Задания для выполнения –
a: Сколько лет Игорь Шпектор занимал пост мэра согласно тексту «О жизни и кошерном патриотизме»?
b: Перепишите из текста «О жизни и кошерном патриотизме» дословно отрывок от слов «Кстати, в течение» до слов «умер в Америке).».

О жизни и кошерном патриотизме

Окончание.

Кстати, в течение пятнадцати лет мэром был Игорь Шпектор — один из моих героев, описанных в повести «САГА О СНЕЖНЫХ ЕВРЕЯХ», вошедшей в однотомник «ДЕТИ ШАББАТА». Только в марте текущего года Шпектор ушёл в отставку по возрасту. Трудно поверить, но в советское время почти все ключевые посты в этом городе трудной судьбы занимали евреи, стопроцентные или галахические: генеральный директор объединения и шесть его заместителей (из десяти) были евреи. Вплоть до заведующего идеологическим отделом горкома партии (два месяца назад Иосиф Луховицкий умер в Америке).

За четверть века непростого труда в Заполярье я обошел пешком и на лыжах, изъездил на оленьих и собачьих упряжках, тракторах и вездеходах, проплавал на лодках, теплоходах и ледоколах, облетал на вертолётах и самолётах ледовой разведки десятки тысяч километров по тайге и тундре. Несколько раз находился на волоске от гибели: падал с вертолётом, проваливался под лёд в тракторе, подвергался нападению зверей…

В течение северной эпопеи издал более двадцати книг, в том числе четыре поэтических сборника. Опубликовал немалое количество газетно-журнальных статей и очерков, частично объединенных в книги «Выше Полярного Круга», «От сентября до сентября», «Предисловие к драме», «Архангелы в белом», «Люди, которых я помню», «Последние дни бабьего лета» и другие, вышедшие в разных советских издательствах.

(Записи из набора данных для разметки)
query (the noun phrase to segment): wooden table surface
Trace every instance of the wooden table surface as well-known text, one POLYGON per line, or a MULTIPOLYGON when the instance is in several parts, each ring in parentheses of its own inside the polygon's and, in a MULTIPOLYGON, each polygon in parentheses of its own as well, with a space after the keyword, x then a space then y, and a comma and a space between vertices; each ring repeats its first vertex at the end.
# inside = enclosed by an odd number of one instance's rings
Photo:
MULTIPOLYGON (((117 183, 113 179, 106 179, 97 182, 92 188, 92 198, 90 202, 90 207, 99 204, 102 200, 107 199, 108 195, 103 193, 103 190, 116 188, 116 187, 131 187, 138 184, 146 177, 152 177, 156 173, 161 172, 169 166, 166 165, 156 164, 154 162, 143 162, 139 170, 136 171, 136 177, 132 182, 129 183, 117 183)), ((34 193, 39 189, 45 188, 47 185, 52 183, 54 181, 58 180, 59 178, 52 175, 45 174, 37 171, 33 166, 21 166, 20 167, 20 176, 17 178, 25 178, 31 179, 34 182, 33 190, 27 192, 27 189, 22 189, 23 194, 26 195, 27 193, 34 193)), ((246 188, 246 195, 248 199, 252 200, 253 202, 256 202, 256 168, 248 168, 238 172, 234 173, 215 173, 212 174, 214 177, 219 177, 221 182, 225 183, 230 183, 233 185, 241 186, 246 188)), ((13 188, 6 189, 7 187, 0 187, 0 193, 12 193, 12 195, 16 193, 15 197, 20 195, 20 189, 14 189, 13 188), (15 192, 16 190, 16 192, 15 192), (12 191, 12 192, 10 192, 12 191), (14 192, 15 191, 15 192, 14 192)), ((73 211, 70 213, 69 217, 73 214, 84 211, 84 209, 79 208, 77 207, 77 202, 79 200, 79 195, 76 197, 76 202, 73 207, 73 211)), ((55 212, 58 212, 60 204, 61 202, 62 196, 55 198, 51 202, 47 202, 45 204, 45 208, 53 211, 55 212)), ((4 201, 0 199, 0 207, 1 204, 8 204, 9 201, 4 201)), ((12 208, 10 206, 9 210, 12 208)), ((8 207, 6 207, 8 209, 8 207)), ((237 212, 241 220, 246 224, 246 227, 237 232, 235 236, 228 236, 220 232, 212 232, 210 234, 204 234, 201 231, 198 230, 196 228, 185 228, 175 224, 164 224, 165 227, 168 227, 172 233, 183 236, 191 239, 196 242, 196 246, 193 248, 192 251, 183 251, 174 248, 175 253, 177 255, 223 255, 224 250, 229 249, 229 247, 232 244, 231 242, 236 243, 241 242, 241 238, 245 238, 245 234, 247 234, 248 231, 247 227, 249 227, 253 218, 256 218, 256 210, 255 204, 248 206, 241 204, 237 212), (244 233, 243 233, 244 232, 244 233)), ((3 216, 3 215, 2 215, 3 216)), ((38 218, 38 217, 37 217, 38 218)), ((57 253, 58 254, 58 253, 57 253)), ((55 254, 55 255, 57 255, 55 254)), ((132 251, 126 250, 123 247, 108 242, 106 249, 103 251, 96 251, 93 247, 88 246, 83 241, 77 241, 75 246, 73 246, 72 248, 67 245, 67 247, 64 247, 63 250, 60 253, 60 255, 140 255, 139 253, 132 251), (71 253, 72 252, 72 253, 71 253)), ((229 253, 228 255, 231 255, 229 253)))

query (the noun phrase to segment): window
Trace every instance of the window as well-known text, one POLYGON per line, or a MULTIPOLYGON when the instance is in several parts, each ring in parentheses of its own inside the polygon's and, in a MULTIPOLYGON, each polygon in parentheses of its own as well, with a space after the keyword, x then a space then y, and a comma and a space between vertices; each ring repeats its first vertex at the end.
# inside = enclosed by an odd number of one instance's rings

Ожидаемые ответы –
a: Пятнадцать лет.

b:
Кстати, в течение пятнадцати лет мэром был Игорь Шпектор — один из моих героев, описанных в повести «САГА О СНЕЖНЫХ ЕВРЕЯХ», вошедшей в однотомник «ДЕТИ ШАББАТА». Только в марте текущего года Шпектор ушёл в отставку по возрасту. Трудно поверить, но в советское время почти все ключевые посты в этом городе трудной судьбы занимали евреи, стопроцентные или галахические: генеральный директор объединения и шесть его заместителей (из десяти) были евреи. Вплоть до заведующего идеологическим отделом горкома партии (два месяца назад Иосиф Луховицкий умер в Америке).